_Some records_
◆ ◆ ◆ ◆

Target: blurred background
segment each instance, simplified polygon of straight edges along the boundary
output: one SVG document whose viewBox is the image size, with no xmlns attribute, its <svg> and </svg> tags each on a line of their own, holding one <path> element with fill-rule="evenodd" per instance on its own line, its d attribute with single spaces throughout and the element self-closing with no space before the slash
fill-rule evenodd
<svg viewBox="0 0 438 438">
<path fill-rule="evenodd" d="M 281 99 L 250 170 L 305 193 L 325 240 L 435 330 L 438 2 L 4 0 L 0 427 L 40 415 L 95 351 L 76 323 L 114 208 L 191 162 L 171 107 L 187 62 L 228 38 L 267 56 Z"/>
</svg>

◆ ◆ ◆ ◆

Can you echo back every line of the records above, unchanged?

_Exercise solution_
Target: blurred background
segment each instance, simplified polygon of straight edges along the boundary
output: one SVG document whose viewBox is the image size, with no xmlns attribute, its <svg> and </svg> tags each on a line of their own, holding one <path> element with fill-rule="evenodd" per instance on its own line, its d attribute with single spaces throughout and the element self-closing with no space before the slash
fill-rule evenodd
<svg viewBox="0 0 438 438">
<path fill-rule="evenodd" d="M 281 99 L 250 170 L 305 193 L 325 240 L 435 330 L 438 2 L 4 0 L 0 427 L 40 415 L 95 351 L 76 323 L 114 208 L 191 162 L 171 107 L 187 62 L 228 38 L 267 56 Z"/>
</svg>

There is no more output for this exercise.